» **Provided data**:
⟨

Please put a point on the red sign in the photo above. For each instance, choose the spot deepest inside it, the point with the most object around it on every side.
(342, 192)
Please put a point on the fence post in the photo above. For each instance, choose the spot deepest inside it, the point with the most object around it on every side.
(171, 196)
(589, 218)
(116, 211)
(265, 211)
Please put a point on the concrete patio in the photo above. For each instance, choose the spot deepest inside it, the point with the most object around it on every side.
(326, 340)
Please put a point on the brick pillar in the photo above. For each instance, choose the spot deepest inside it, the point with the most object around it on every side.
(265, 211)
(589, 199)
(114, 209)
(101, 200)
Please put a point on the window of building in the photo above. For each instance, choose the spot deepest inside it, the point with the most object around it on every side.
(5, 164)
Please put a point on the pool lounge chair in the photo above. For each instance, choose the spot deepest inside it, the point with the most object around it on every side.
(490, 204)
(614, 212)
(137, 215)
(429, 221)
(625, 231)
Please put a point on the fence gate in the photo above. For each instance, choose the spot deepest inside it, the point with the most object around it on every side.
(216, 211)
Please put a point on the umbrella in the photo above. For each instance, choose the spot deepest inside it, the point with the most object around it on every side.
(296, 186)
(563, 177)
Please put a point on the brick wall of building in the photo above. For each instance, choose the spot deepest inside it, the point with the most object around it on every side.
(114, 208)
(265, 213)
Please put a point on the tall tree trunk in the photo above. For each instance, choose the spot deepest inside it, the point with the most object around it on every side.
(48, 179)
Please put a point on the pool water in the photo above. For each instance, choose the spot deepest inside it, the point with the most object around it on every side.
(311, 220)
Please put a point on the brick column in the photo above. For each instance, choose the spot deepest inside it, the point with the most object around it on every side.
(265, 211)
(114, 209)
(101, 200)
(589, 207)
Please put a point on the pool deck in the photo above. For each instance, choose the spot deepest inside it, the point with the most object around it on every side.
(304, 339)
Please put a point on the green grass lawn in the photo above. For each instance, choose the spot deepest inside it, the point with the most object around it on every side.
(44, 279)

⟩

» **Directive**:
Can you print all of the records above again, word for word and without changing anything?

» **Finished answer**:
Please put a point on the red sign in the photo above. For each instance, choose the spot deepest inside it, the point with the most object around it on every side.
(342, 192)
Please put a point on the fence post in the photo above. For each instance, choose the spot deepest inside it, the point with the most object around it on every side.
(171, 196)
(589, 218)
(116, 211)
(265, 211)
Please put a point on the concrete patio in the photo above. For each instance, choose the spot deepest inside it, the point with the most object around it on every side.
(326, 340)
Please put a point on the brick pillar in the photo above. For each instance, choose the spot deepest inside it, the point with the most object around it on every side.
(265, 211)
(589, 199)
(114, 209)
(101, 200)
Please put a point on the window of building in the photo above. For each instance, choose the spot deepest inside it, the point with the most object around it on every side.
(5, 164)
Please put a point on the pool lounge chair in the photo above. For each instance, choose the spot deepest inside it, the point with the most object around it on every side.
(490, 204)
(614, 212)
(137, 215)
(429, 221)
(625, 231)
Please put a point on the fence gate in the photo above. For each instance, choose the spot deepest inside it, the point with the most object around it on every side.
(216, 211)
Please put a point on the umbrella in the photo above. For each instance, choose the spot deepest inside it, the point with the most object around it on every side.
(296, 186)
(563, 177)
Please put a point on the brick wall of building in the photo above. For each instance, choose the spot deepest inside it, the point with the most object around it on every side.
(114, 208)
(265, 213)
Please put a point on the tall tree trunk in the photo above. For each instance, choose the spot deepest inside it, the point with the most object around it on every side.
(48, 179)
Please put a point on the pool water in the photo above. For each instance, choose the spot deepest inside it, the point with the most object around it on every side.
(311, 220)
Please put a point on the brick column in the photo above. For each instance, choose the spot deepest inside it, the point with the most object around it on every side.
(265, 211)
(114, 209)
(101, 200)
(589, 207)
Please put a point on the pool deck in the photo above. For each instance, choose the spot deepest inside it, the point with the most object around it on every side.
(304, 339)
Please put a point on the green grass lawn in the photo above. For each instance, choose the spot deepest inside it, the point with the most object around it on every side.
(44, 279)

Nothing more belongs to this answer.